> Objective:
Reproduce the material below word for word, keeping every line and every point in its original order and form.

>>>

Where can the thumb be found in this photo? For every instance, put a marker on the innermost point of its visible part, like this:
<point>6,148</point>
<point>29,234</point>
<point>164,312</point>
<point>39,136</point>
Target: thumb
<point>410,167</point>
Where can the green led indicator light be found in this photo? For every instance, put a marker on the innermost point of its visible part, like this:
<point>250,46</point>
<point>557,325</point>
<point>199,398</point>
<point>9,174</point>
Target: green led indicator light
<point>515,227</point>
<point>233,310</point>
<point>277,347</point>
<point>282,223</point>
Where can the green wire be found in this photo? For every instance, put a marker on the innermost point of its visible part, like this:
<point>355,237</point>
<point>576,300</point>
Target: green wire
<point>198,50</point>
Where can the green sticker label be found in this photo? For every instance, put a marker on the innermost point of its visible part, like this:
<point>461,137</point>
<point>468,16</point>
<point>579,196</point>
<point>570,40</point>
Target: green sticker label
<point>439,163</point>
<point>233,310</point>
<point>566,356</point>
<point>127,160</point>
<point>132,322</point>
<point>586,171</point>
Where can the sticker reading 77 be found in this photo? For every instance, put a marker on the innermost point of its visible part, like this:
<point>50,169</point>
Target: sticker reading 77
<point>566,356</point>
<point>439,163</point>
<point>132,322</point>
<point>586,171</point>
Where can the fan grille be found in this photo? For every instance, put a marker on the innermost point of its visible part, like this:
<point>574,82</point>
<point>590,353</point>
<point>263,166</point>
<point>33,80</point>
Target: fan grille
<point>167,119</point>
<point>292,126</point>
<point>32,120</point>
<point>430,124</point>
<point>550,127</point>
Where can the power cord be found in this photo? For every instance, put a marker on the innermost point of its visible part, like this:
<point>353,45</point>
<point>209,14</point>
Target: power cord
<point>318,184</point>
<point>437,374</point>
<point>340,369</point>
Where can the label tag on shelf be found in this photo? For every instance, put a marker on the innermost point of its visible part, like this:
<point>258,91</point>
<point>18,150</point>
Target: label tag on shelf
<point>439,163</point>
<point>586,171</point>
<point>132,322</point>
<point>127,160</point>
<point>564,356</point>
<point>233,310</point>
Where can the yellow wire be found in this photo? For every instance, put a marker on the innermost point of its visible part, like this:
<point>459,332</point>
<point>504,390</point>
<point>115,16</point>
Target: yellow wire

<<<

> Answer to this problem:
Where can the thumb be found in this photo? For every instance, put a marker on the innermost point of its visible part, like this:
<point>6,148</point>
<point>29,234</point>
<point>164,312</point>
<point>39,136</point>
Target: thumb
<point>410,167</point>
Where can the green led indicator light be found in this photo? For every instance, put a marker on the innermost point of its visible part, like this:
<point>250,46</point>
<point>557,325</point>
<point>199,398</point>
<point>9,174</point>
Target: green led indicator light
<point>515,227</point>
<point>233,310</point>
<point>277,347</point>
<point>282,223</point>
Where can the green wire be found in this photo? For every instance, put a marker on the innermost point of its visible part, like this:
<point>355,237</point>
<point>576,300</point>
Target: green wire
<point>198,50</point>
Where can the green sticker label be found in this photo? For every instance, put a marker on the innermost point of its visible part, like this:
<point>461,137</point>
<point>468,16</point>
<point>579,196</point>
<point>570,40</point>
Target: green sticker label
<point>439,163</point>
<point>233,310</point>
<point>566,356</point>
<point>127,160</point>
<point>132,322</point>
<point>586,171</point>
Where can the sticker reading 77 be found in this photo? For every instance, put a marker on the innermost point of its visible part, like this:
<point>50,169</point>
Target: sticker reading 77
<point>566,356</point>
<point>439,163</point>
<point>132,322</point>
<point>586,171</point>
Where can the fan grille be found in this photo? For every instance, put a marker on the innermost point of its visible part, like this:
<point>574,82</point>
<point>590,353</point>
<point>263,166</point>
<point>33,80</point>
Target: fan grille
<point>167,119</point>
<point>292,126</point>
<point>32,120</point>
<point>430,124</point>
<point>550,127</point>
Where can the power cord be found in this photo? For every instance, put a marker on the innermost point of its visible part, like this:
<point>353,45</point>
<point>209,14</point>
Target: power cord
<point>318,184</point>
<point>437,374</point>
<point>340,369</point>
Where can the label tag on shelf be found in this photo? For every instance, put a marker on the innermost point of its visible part, like this:
<point>258,91</point>
<point>18,150</point>
Target: label tag on shelf
<point>439,163</point>
<point>586,171</point>
<point>132,322</point>
<point>127,160</point>
<point>564,356</point>
<point>233,310</point>
Where can the yellow wire be found in this photo? For every instance, put a marker on the innermost point of its visible part, like this:
<point>459,332</point>
<point>504,390</point>
<point>115,16</point>
Target: yellow wire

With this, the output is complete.